**Testo da leggere:**
Come scrive Eric Zemmour commentando il ritiro delle truppe Usa dall’Afghanistan, non sempre il mondo si evolve secondo i piani degli esportatori di democrazia. «Intensificando la competizione per le risorse naturali e accelerando la diffusione delle armi di distruzione di massa, la circolazione della nuova tecnologia per il mondo amplifica alcuni dei più pericolosi conflitti umani. Gli utopisti neoliberisti prevedono che la globalizzazione riempirà il mondo di repubbliche liberali, tenute insieme dalla pace e dal commercio. La storia sta rispondendo con un prosperare di guerra, tirannia e impero. Sebbene le società nel mondo diventino più moderne, esse non diventano per questo più simili».
Da un polemista come Eric Zemmour ci si aspetta sempre che la sua zampata ad artigli estroflessi colpisca là dove fa più male, e il suo commento sull’imminente ritiro delle truppe americane dall’Afghanistan apparso su Le Figaro il 26 marzo scorso non delude le attese: l’ennesimo “nation building” incompiuto da parte occidentale, il fallito trapianto dello Stato di diritto in Afghanistan nonostante un protettorato durato vent’anni, confermano come già in altri casi (che l’autore non cita, ma vengono subito alla mente l’Iraq e la Libia) che «la nostra concezione dello Stato, della democrazia e dei diritti umani non è esportabile ovunque».
Fin qui, comunque, niente di trascendentale: Zemmour non è il primo e non sarà l’ultimo commentatore che invita gli Stati Uniti e i loro alleati a rinunciare a imporre manu militari il sistema politico e valoriale liberaldemocratico a paesi dove non ci sono le condizioni sociali, economiche, culturali – in una parola: storiche – perché tale sistema attecchisca. Ma nel commento c’è qualcosa di più di questo.
Il paradosso dei talebani
A proposito degli afghani, che probabilmente vedranno il ritorno dei talebani al potere dopo che nel prossimo mese di maggio gli Stati Uniti ritireranno le loro truppe, Zemmour scrive:
«Il concetto di Stato-nazione, inventato secoli fa dai francesi, non corrisponde per nulla alla loro civiltà tribale e islamica, dove la solidarietà è clanica e la legge è religiosa. Paradosso: sono stati i talebani, questi “studenti di religione”, ad avere abbozzato un nocciolo di Stato, rimettendo ordine nel paese e combattendo la coltivazione dell’oppio, che oggi rappresenta il 30 per cento del Pil afghano. Ma l’ordine talebano regnava al prezzo di una rigida applicazione della sharia, perciò al prezzo della reclusione delle donne e, più in generale, di un disprezzo per le libertà individuali che a noi appaiono inseparabili dalla dignità umana».

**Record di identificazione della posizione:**

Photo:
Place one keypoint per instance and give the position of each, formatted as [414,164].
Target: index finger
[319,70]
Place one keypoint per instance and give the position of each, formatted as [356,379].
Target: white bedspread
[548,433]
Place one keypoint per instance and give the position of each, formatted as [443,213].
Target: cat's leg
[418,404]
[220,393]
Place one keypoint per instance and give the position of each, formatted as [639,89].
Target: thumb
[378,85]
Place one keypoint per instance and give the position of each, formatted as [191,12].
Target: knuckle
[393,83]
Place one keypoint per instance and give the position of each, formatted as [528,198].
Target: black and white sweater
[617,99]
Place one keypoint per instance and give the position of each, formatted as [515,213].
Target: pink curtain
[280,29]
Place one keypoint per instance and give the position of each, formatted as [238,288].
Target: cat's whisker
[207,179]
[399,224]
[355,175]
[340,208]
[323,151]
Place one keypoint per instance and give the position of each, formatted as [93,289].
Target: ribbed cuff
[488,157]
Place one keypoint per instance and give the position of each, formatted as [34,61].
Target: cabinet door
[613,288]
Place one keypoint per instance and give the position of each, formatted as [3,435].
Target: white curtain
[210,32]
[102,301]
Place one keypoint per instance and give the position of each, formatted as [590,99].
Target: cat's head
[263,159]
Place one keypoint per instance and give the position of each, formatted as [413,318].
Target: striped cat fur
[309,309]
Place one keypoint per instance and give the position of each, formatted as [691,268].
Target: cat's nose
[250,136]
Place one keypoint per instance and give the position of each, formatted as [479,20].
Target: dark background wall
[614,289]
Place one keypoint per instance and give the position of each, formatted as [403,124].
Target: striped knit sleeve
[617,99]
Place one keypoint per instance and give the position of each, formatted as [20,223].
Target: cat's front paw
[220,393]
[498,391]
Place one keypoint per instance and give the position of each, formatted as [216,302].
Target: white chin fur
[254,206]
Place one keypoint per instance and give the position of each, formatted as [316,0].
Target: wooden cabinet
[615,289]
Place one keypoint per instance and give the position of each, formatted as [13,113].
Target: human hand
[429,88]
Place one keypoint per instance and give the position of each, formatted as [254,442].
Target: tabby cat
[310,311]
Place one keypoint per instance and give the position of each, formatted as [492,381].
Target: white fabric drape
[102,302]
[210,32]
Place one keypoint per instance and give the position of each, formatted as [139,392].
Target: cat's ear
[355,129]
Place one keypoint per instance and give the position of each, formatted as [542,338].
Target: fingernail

**Compiti ed esercizi:**
[A] Spiega in una o due frasi perché, secondo Zemmour, il concetto di Stato-nazione non si adatta agli afghani, basandoti sul testo sul ritiro delle truppe dall'Afghanistan.
[B] Riprendi il testo sul ritiro delle truppe dall'Afghanistan e proseguilo dopo l'ultima frase.

**Risposte per compito:**
[A] Secondo Zemmour, il concetto di Stato-nazione non corrisponde affatto alla civiltà degli afghani, che è tribale e islamica. In essa la solidarietà è clanica e la legge è religiosa.

[B]
L’islam politico non è anti-moderno
Zemmour lascia intendere che per la modernizzazione dell’Afghanistan i talebani hanno fatto, con scarsi mezzi, più di quello che con una cascata di miliardi di dollari gli occidentali hanno fatto in un ventennio; e che dunque il loro probabile ritorno al potere comporterà il ritorno al loro progetto, che non va ridotto all’imposizione di una teocrazia, ma va inteso come un cammino di modernizzazione proporzionato alle condizioni socio-culturali vigenti, che sono quelle del tribalismo.
La tesi che il cosiddetto islamismo o islam politico non rappresenti una reazione alla modernità e alla secolarizzazione, ma un modo originale e proporzionato alle condizioni storiche dei popoli islamizzati di realizzarle, non è nemmeno questa del tutto inedita, ma certamente è molto meno popolare di quella che si limita a biasimare i tentativi dell’Occidente di imporre il suo sistema politico e la sua idea dei diritti umani come un’impresa neo-coloniale destinata a fallire. Zemmour sembra sottoscrivere entrambe le tesi, ma certo è più intellettualmente stimolante quando evoca la prima. Che qui possiamo cercare di sviluppare.
Perché i talebani sono “moderni”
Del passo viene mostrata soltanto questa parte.